Please retype the data below line for line and leave out every picture.
[Opening Excerpted data section]
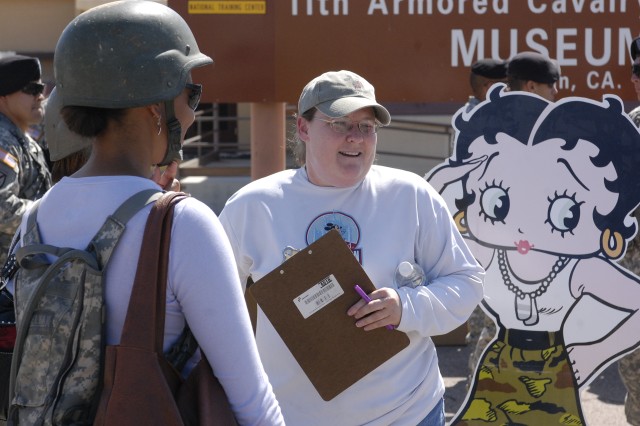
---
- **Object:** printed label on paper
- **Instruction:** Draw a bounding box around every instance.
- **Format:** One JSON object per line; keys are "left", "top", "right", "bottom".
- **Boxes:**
{"left": 293, "top": 274, "right": 344, "bottom": 319}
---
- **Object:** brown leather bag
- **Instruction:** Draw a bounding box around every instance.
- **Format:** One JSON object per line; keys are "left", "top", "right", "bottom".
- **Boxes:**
{"left": 93, "top": 192, "right": 237, "bottom": 426}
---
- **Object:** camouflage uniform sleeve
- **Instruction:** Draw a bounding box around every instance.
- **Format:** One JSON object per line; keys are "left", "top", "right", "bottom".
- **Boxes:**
{"left": 619, "top": 108, "right": 640, "bottom": 426}
{"left": 629, "top": 106, "right": 640, "bottom": 127}
{"left": 0, "top": 128, "right": 34, "bottom": 237}
{"left": 624, "top": 107, "right": 640, "bottom": 276}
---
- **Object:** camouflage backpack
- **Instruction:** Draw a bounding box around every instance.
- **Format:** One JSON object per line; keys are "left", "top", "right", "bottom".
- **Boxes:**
{"left": 7, "top": 189, "right": 162, "bottom": 426}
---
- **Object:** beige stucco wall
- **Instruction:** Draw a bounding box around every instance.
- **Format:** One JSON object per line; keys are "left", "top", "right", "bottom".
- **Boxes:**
{"left": 0, "top": 0, "right": 74, "bottom": 54}
{"left": 76, "top": 0, "right": 165, "bottom": 13}
{"left": 0, "top": 0, "right": 166, "bottom": 84}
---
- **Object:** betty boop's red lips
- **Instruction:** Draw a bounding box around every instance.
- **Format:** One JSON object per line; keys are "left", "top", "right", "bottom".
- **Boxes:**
{"left": 515, "top": 240, "right": 534, "bottom": 255}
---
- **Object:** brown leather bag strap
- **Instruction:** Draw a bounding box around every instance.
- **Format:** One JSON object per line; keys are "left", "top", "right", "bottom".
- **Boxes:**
{"left": 119, "top": 191, "right": 189, "bottom": 352}
{"left": 245, "top": 276, "right": 257, "bottom": 336}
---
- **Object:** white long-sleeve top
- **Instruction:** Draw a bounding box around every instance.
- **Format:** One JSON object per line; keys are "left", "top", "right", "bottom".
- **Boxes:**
{"left": 219, "top": 165, "right": 484, "bottom": 426}
{"left": 12, "top": 175, "right": 284, "bottom": 426}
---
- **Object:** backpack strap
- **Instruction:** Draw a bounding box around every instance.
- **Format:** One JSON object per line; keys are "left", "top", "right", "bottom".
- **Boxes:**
{"left": 89, "top": 189, "right": 163, "bottom": 270}
{"left": 22, "top": 200, "right": 42, "bottom": 247}
{"left": 17, "top": 199, "right": 72, "bottom": 270}
{"left": 17, "top": 189, "right": 163, "bottom": 271}
{"left": 110, "top": 189, "right": 164, "bottom": 225}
[Closing Excerpted data section]
- _Output of the exercise_
---
- **Object:** printed label on paper
- **Instruction:** Draw a bounding box around every instance.
- **Format:** One JSON object per line; keys are "left", "top", "right", "bottom".
- **Boxes:**
{"left": 293, "top": 274, "right": 344, "bottom": 319}
---
- **Object:** brown leather bag
- **Instruction:** Draw a bounding box around every instance.
- **Format:** One JSON object per line; keys are "left", "top", "right", "bottom".
- **Boxes:**
{"left": 93, "top": 192, "right": 237, "bottom": 426}
---
- **Object:** camouflage uniform sleeve
- **Instruction:** Draw a bounding box around every instance.
- **Format:** One JSON object per line; keys are "left", "top", "right", "bottom".
- **Boxes:**
{"left": 619, "top": 108, "right": 640, "bottom": 426}
{"left": 629, "top": 106, "right": 640, "bottom": 127}
{"left": 0, "top": 128, "right": 34, "bottom": 237}
{"left": 624, "top": 107, "right": 640, "bottom": 276}
---
- **Object:** camouflage backpack
- **Instruction:** Draw a bounding box around every instance.
- **Format:** One JSON object per line; keys are "left", "top", "right", "bottom".
- **Boxes:**
{"left": 7, "top": 189, "right": 162, "bottom": 426}
---
- **Object:** beige stucco wall
- **Instruction:** Draw a bounding box around every instance.
- **Format:** One JSON object per line; keys are "left", "top", "right", "bottom".
- **Boxes:**
{"left": 0, "top": 0, "right": 74, "bottom": 54}
{"left": 76, "top": 0, "right": 165, "bottom": 13}
{"left": 0, "top": 0, "right": 166, "bottom": 84}
---
- **Object:** betty boop's red lips
- **Instruction:** Draw a bounding box around every instance.
- **Format:** One JSON object per line; keys are "left", "top", "right", "bottom".
- **Boxes:**
{"left": 515, "top": 240, "right": 534, "bottom": 255}
---
- **Object:** brown leather bag strap
- **Instruction:** Draw a bounding box around every instance.
- **Format:** One JSON object per line; keys are "left", "top", "right", "bottom".
- **Boxes:**
{"left": 119, "top": 191, "right": 189, "bottom": 352}
{"left": 245, "top": 276, "right": 257, "bottom": 336}
---
- **Object:** white long-sleeve top
- **Instruction:** Draw a bounding box around every instance.
- **Format:** One JSON object per line; keys are "left", "top", "right", "bottom".
- **Boxes:**
{"left": 219, "top": 165, "right": 484, "bottom": 426}
{"left": 12, "top": 175, "right": 284, "bottom": 426}
---
- **Object:** backpack strap
- **Instruction:** Draw a bounding box around every instance.
- **Format:** One JSON object per line; keys are "left", "top", "right", "bottom".
- **Boxes:**
{"left": 89, "top": 189, "right": 163, "bottom": 270}
{"left": 22, "top": 200, "right": 42, "bottom": 247}
{"left": 17, "top": 199, "right": 72, "bottom": 270}
{"left": 17, "top": 189, "right": 163, "bottom": 271}
{"left": 110, "top": 189, "right": 164, "bottom": 225}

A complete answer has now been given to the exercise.